DOCUMENT TEXT -
[BEGIN]
Here's a template for creating a manifest file for your data tables:

tables:
  - name: table_name
    # Path of the sql file, example - {{table_name.sql}}
    sql: {{ load_sql('sql_sample') }}
    description: Table description
    # Set this property to true/false to control visibilty of table. 
    public: true # table will be visible to everyone

    # To establish relationship with other table (this will always create left join)
    joins:
      - name: target_table
        relationship: one_to_one
        sql: TABLE.dimension_name = target_table.dimension_name

    dimensions:
        # Name should follow snake-case format
      - name: dimension_name
        title: dimension_title
        description: Dimension description
        # Mapping of dimension to the specific column defined in the sql of the table 
        sql: dimension_sql
        # Data type of the dimension (types - time, string, number and boolean)
        type: dimension_type
        # To make this dimension primary key set to true
        primary_key: false
        # To make this dimension accessible set to true
        public: true
        # To associate additional key value properties
        meta:
          key: value

    measures:
      - name: measure_name
        title: measure_title
        description: Measure description
        # Define custome SQL snippet or map dimension
        sql: measure_sql
        # Set type for this measure (types - string,time,boolean,number,count,count_distinct,count_distinct_approx,sum,avg,min,max)
        type: string
        # To apply additional filters
        filters:
          - sql: "{TABLE}.dimension_name = 'dimension_value' "
        meta:
          key: value

    # To create frequently used complex filters 
    # And can also be used to apply row filter policy on a group of users
    segments:
      - name: segment_name
        public: true
        # SQL statement for filter
        sql: "{TABLE}.dimension_name = 'dimension_value'"
        meta:
          # To apply a pre-defined filter by default to user groups
          secure:
            user_groups:
              - default

Here is a breakdown of the sections in the YAML template:

1. tables

Provide the following information for the business entity included in the data model.

Attribute Description
name The name of the table.
sql Path to the SQL file defining the table’s data.
description A brief description of what the table represents.
public Indicates whether the table is visible to everyone (true) or restricted (false).

2. joins

Defines relationships with other tables(entities), which will create left joins.

Attribute Description
name The name of the target table for the join.
relationship Type of relationship (e.g., one_to_one, many_to_one).
sql SQL condition for the join, specifying how the tables are related.

3. dimensions

Lists dimensions for the entity, which are attributes or categories.
[END]
OBJECTIVE 1 -
In the manifest template text, which data types are allowed for a dimension? List them.
OBJECTIVE 2 -
Extend the manifest template text, picking up right after its last sentence.
The lines have no part in this work.

RECORDED DATA -
[BEGIN]
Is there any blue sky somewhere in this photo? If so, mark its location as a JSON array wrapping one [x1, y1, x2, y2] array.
[END]
EXERCISE ANSWER 1 -
time, string, number, boolean

EXERCISE ANSWER 2 -
Attribute Description
name The name of the dimension.
title User-friendly title for the dimension.
description Brief description of the dimension.
sql SQL expression or column mapping for the dimension.
type Data type of the dimension (e.g., time, string, number, boolean).
primary_key Indicates if this dimension is a primary key.
public Specifies visibility of the dimension(true or false).
meta Additional metadata for the dimension, such as custom key-value properties.

4. measures

Defines the measures (aggregated values) identified for the entity.

Attribute Description
name The name of the measure.
title User-friendly title for the measure.
description Brief description of the measure.
sql SQL expression or custom snippet for calculating the measure.
type The type of measure (e.g., string, time, boolean, number, count, sum, avg).
filters Optional filters to apply to the measure.
meta Additional metadata for the measure.

5. segments

Defines segments/complex filters that can be used during analysis.

Attribute Description
name The name of the segment.
public Specifies visibility of the segment.
sql SQL condition for the segment filter.
meta This field is used to define custom metadata. Under secure, you can specify, as sub-property, the list of user groups to which the segment is applicable.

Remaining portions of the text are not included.